• Try it: Taking the line that contains "x=773, y=501" as the first and the final line of the records as the last, write out every line between them exactly, ends included, and nothing else.

### Supplied entries ###

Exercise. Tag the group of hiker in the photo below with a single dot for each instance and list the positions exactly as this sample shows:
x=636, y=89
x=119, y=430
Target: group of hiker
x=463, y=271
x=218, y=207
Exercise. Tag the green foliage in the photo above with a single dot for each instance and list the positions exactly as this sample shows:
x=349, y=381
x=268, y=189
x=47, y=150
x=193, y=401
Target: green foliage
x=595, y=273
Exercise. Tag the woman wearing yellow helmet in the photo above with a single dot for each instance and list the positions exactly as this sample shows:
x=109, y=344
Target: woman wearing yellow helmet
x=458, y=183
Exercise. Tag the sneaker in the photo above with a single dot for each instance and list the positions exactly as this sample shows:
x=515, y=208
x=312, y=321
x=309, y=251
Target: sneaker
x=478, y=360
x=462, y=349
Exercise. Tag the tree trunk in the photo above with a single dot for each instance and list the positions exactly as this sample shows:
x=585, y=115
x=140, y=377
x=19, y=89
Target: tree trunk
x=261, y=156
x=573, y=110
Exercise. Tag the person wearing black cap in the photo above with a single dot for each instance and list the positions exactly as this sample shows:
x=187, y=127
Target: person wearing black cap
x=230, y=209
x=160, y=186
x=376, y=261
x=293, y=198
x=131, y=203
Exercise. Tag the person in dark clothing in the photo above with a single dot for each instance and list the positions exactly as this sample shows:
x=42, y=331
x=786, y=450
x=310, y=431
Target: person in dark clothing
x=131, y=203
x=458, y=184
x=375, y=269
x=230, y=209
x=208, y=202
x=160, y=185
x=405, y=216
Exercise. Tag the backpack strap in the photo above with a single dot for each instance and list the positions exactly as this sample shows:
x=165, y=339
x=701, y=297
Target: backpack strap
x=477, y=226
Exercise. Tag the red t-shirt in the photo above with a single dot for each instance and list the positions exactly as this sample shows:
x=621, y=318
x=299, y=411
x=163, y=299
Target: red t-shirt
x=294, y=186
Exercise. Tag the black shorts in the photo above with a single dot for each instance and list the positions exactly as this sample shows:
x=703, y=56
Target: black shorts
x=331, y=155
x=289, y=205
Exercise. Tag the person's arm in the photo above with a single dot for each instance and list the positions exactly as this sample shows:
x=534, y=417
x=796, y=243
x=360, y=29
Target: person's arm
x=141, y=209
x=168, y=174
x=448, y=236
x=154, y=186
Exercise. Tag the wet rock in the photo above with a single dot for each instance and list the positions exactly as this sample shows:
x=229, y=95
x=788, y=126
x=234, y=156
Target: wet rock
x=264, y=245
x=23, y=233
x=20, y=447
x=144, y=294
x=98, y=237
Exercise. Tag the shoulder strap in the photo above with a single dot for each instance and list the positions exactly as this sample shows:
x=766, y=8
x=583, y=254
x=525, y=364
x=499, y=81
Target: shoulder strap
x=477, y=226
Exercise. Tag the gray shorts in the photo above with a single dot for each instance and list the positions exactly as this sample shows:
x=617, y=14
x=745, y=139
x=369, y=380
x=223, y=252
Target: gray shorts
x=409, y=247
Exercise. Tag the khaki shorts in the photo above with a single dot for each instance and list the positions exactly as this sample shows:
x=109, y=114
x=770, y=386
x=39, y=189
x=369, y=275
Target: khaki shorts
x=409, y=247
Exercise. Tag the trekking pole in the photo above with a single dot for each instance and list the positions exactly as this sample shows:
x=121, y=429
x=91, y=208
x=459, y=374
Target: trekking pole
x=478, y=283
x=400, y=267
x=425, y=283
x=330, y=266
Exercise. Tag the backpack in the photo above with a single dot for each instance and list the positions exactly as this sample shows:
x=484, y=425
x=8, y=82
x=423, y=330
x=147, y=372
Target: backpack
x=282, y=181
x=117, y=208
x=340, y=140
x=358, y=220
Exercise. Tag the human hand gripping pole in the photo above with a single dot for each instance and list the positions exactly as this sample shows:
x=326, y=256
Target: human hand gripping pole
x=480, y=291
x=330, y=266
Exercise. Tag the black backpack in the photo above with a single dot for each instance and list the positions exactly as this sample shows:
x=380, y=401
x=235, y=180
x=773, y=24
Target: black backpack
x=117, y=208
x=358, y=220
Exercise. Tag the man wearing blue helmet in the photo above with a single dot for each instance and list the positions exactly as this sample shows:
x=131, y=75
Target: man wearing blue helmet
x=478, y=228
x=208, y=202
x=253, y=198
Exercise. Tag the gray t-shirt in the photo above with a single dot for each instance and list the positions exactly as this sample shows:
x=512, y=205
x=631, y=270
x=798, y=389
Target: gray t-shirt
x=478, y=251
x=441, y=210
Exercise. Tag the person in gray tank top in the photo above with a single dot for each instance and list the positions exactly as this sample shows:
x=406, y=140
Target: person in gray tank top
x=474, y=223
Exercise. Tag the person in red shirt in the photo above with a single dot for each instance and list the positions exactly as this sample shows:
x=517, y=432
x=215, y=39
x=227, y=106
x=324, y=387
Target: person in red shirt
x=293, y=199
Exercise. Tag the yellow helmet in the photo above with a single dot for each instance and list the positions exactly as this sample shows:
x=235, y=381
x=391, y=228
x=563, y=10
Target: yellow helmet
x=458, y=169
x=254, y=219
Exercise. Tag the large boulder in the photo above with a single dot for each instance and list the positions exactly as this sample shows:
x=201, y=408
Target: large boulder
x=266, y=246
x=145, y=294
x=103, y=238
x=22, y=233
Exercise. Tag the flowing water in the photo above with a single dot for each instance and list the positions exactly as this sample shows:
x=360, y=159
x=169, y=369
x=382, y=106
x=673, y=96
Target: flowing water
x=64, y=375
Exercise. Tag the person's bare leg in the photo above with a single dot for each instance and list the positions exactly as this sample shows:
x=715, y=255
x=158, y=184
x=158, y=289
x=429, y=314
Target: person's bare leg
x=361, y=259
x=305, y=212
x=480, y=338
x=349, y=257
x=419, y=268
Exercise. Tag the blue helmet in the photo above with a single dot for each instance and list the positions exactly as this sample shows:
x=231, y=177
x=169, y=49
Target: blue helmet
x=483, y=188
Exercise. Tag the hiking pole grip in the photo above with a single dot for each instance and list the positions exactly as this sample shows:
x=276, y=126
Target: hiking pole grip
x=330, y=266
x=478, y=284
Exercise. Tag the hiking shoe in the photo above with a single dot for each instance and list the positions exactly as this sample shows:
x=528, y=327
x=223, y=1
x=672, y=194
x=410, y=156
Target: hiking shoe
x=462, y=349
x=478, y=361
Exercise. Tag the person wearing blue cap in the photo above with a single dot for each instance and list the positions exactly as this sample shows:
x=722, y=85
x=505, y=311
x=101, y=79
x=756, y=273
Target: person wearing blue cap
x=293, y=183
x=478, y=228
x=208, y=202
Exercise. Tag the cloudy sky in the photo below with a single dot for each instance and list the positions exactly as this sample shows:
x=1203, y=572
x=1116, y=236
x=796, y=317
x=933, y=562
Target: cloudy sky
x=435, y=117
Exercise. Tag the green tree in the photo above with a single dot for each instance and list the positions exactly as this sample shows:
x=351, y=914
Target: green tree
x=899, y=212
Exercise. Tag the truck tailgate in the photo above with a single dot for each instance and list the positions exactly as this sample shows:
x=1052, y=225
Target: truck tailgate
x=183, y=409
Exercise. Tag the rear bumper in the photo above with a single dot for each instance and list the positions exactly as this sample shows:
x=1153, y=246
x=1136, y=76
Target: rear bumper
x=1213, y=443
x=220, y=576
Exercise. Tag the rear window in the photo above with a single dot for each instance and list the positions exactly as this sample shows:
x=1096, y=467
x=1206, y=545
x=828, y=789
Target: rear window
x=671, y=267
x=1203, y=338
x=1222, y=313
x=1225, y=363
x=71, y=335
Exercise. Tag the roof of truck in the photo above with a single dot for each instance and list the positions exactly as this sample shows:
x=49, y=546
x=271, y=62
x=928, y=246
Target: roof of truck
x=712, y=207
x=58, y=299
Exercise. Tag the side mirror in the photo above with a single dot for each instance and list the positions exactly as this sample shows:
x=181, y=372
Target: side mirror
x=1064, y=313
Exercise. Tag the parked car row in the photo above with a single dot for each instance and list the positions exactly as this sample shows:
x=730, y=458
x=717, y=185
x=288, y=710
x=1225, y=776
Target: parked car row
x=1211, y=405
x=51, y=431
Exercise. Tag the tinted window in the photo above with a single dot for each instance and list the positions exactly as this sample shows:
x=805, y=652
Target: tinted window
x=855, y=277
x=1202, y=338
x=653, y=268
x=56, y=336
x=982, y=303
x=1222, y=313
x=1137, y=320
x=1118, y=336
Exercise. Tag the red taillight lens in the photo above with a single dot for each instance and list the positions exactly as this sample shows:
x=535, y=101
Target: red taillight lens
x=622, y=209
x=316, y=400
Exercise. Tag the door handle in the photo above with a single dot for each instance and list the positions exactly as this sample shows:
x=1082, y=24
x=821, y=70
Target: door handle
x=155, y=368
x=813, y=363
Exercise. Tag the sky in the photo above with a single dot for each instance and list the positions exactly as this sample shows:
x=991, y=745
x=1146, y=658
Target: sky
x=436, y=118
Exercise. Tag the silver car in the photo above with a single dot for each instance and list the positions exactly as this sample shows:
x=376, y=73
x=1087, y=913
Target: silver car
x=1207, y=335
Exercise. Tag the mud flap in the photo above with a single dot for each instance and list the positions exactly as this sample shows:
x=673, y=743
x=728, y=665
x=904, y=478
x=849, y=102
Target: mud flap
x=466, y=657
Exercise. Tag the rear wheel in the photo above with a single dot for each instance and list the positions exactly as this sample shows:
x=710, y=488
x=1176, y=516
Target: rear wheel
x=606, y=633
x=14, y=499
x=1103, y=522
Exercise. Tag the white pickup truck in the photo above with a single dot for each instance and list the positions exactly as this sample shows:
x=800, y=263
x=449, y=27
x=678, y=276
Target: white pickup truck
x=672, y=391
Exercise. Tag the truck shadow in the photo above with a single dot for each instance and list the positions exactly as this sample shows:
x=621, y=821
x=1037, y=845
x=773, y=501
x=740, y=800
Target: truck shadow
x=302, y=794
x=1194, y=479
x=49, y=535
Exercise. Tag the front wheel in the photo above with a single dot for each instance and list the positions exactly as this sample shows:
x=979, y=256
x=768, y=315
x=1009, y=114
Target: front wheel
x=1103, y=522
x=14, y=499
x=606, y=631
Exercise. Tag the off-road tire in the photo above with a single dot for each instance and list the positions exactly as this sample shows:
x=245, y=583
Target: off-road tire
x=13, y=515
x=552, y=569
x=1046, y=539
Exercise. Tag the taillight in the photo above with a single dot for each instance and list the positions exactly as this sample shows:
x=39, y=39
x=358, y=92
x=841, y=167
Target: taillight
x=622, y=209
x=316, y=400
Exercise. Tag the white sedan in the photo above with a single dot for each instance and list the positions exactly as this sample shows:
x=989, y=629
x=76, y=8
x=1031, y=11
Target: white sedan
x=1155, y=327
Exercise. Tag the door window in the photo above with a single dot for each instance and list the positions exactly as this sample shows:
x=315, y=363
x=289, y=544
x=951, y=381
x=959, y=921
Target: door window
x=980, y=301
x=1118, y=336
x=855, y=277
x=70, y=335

###

• Written response:
x=773, y=501
x=740, y=800
Target: truck shadow
x=302, y=794
x=1194, y=479
x=49, y=535
Exercise. Tag the front wheel in the photo above with a single dot for each instance and list the positions exactly as this sample shows:
x=979, y=256
x=768, y=315
x=1009, y=114
Target: front wheel
x=1103, y=522
x=14, y=499
x=606, y=631
Exercise. Tag the off-road tire in the photo above with a single dot for each instance and list the positions exactly as this sample shows:
x=245, y=583
Target: off-road tire
x=13, y=515
x=552, y=569
x=1046, y=539
Exercise. Tag the taillight in the photo above with a single dot for each instance and list the positions exactly as this sample shows:
x=39, y=39
x=358, y=92
x=841, y=167
Target: taillight
x=622, y=209
x=316, y=400
Exercise. Tag the white sedan in the photo above with a single dot for each instance and list the positions exactly as this sample shows:
x=989, y=629
x=76, y=8
x=1031, y=11
Target: white sedan
x=1155, y=327
Exercise. Tag the door window in the photo above with a single dot for each instance and list the positions exactly as this sample shows:
x=315, y=363
x=289, y=544
x=951, y=381
x=959, y=921
Target: door window
x=980, y=301
x=1118, y=336
x=855, y=277
x=70, y=335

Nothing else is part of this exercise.